▶ _Tareas del ejercicio_
(a) ¿Concuerdan con el texto extraído estas afirmaciones? (i) El Cosep advierte que la destitución de los diputados opositores afecta la democracia. (ii) La cúpula empresarial atribuye la responsabilidad del problema a los grandes empresarios. (iii) Los grandes empresarios guardan silencio ante la corrupción. Responde sí o no a cada una y cita literalmente las palabras del texto que lo deciden.
(b) Repite literalmente el fragmento del texto extraído que va desde "El Cosep ha" hasta "los grandes empresarios.", ambos incluidos.

▶ _Texto extraído_
--------

El Cosep ha hecho un diagnóstico correcto de la nueva situación que amenaza el clima de negocios, advirtiendo que la ilegal destitución de los diputados opositores afecta la democracia, el pluralismo y la división de poderes. Pero la cúpula empresarial no se atreve a ponerle el cascabel al gato y se diluye en un llamado para que los “actores políticos” contribuyan a la solución del problema, evadiendo la responsabilidad de los grandes empresarios.

Como aliados y beneficiarios del régimen corporativista de Ortega, los grandes empresarios son también actores políticos desde el momento en que guardan silencio ante la corrupción y la falta de transparencia pública. Y también intervienen en política, cuando promueven campañas cívicas para promover el voto, fingiendo demencia ante las flagrantes violaciones que se han perpetrado contra el sistema democrático, cercenando el derecho de elegir en libertad. La anulación definitiva del pluralismo político está colocando al empresariado ante la encrucijada de mantener un silencio cómplice, o asumir el riesgo de convertirse en un actor político democrático.

--------

▶ _Registros extraídos_
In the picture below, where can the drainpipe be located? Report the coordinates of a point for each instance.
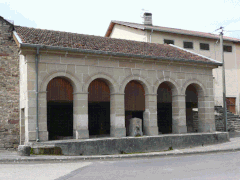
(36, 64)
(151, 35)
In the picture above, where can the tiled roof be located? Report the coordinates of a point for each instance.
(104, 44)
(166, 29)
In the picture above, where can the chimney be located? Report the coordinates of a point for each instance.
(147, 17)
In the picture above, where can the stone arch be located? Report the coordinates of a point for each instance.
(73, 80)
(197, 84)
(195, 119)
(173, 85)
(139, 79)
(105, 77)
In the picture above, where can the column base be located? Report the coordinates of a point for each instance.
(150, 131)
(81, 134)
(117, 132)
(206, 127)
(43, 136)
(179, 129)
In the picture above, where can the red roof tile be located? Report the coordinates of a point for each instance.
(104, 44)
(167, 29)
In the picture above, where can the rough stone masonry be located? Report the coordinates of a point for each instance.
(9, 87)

--------

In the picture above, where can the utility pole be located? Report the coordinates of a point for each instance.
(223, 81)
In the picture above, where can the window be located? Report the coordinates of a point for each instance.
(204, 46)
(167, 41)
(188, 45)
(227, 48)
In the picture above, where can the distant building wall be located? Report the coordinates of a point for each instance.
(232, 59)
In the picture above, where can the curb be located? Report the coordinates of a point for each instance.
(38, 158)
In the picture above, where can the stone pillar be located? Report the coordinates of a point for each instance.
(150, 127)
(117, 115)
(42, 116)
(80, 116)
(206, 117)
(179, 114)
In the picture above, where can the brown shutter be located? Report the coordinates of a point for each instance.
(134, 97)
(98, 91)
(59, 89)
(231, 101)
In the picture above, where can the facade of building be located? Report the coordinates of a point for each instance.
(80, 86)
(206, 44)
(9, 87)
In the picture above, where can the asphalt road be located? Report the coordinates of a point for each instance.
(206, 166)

--------

▶ _Respuestas esperadas_
(a)
(i) Sí: «advirtiendo que la ilegal destitución de los diputados opositores afecta la democracia, el pluralismo y la división de poderes».
(ii) No: «evadiendo la responsabilidad de los grandes empresarios».
(iii) Sí: «guardan silencio ante la corrupción y la falta de transparencia pública».

(b)
El Cosep ha hecho un diagnóstico correcto de la nueva situación que amenaza el clima de negocios, advirtiendo que la ilegal destitución de los diputados opositores afecta la democracia, el pluralismo y la división de poderes. Pero la cúpula empresarial no se atreve a ponerle el cascabel al gato y se diluye en un llamado para que los “actores políticos” contribuyan a la solución del problema, evadiendo la responsabilidad de los grandes empresarios.